• Problem details
All entries should be copied exactly, none left out.

• Source information
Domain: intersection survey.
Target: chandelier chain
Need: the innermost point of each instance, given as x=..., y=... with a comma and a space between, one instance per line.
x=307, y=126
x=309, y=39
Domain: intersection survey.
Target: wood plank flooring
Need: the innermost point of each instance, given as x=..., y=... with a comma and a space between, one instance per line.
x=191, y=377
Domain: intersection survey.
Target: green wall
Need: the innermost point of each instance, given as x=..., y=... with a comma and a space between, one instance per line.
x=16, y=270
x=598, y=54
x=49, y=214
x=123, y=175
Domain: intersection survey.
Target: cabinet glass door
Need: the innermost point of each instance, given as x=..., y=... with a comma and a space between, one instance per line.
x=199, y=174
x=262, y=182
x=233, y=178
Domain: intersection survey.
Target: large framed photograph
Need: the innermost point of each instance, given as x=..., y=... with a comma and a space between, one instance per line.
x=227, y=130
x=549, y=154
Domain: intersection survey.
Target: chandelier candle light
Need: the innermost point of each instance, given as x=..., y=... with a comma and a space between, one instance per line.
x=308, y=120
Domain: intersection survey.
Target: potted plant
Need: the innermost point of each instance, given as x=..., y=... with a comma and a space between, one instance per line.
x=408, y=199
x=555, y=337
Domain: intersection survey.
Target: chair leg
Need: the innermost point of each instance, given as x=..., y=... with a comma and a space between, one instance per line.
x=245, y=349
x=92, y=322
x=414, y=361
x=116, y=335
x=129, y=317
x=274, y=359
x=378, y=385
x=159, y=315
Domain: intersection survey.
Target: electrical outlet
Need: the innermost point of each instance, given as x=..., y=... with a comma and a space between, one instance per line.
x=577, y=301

• Result of the exercise
Domain: intersection survey.
Target: chandelier chain
Need: the innermost point of each instance, given as x=..., y=... with a comma and a space between, one instance per line.
x=307, y=126
x=309, y=39
Domain: intersection survey.
Target: wood plank flooring
Need: the innermost point of each instance, given as x=..., y=... with a comma and a space between, one instance per line.
x=191, y=377
Domain: intersection survey.
Target: green wall
Need: the innermost point of each instance, given as x=..., y=... with a comma and a space between, one instance per line.
x=16, y=270
x=598, y=54
x=49, y=214
x=123, y=175
Domain: intersection survey.
Target: cabinet glass door
Need: the innermost point of each instance, given as x=..., y=... with a comma and a space between, one instance per line.
x=199, y=174
x=262, y=182
x=233, y=178
Domain: intersection survey.
Target: large framed photograph
Need: the innermost point of each instance, given as x=..., y=... with a comma and a space between, one instance per line.
x=227, y=130
x=549, y=154
Domain: intersection survey.
Target: chandelier candle light
Need: the innermost point of each instance, given as x=..., y=... with a comma and a space between, one instance per line.
x=308, y=120
Domain: intersection survey.
Target: potted plant
Need: the innermost point of each instance, given as x=..., y=... with a comma and a space between, one instance per line.
x=408, y=199
x=555, y=337
Domain: intersection survey.
Target: chair leg
Need: the innermost point of each instance, given as x=..., y=... with a comma and a space between, one instance per line.
x=245, y=349
x=92, y=322
x=414, y=361
x=116, y=335
x=129, y=317
x=274, y=359
x=378, y=385
x=159, y=315
Domain: intersection survey.
Target: electrical outlet
Need: the innermost point of each instance, given as x=..., y=... with a comma and a space between, one instance per line.
x=577, y=301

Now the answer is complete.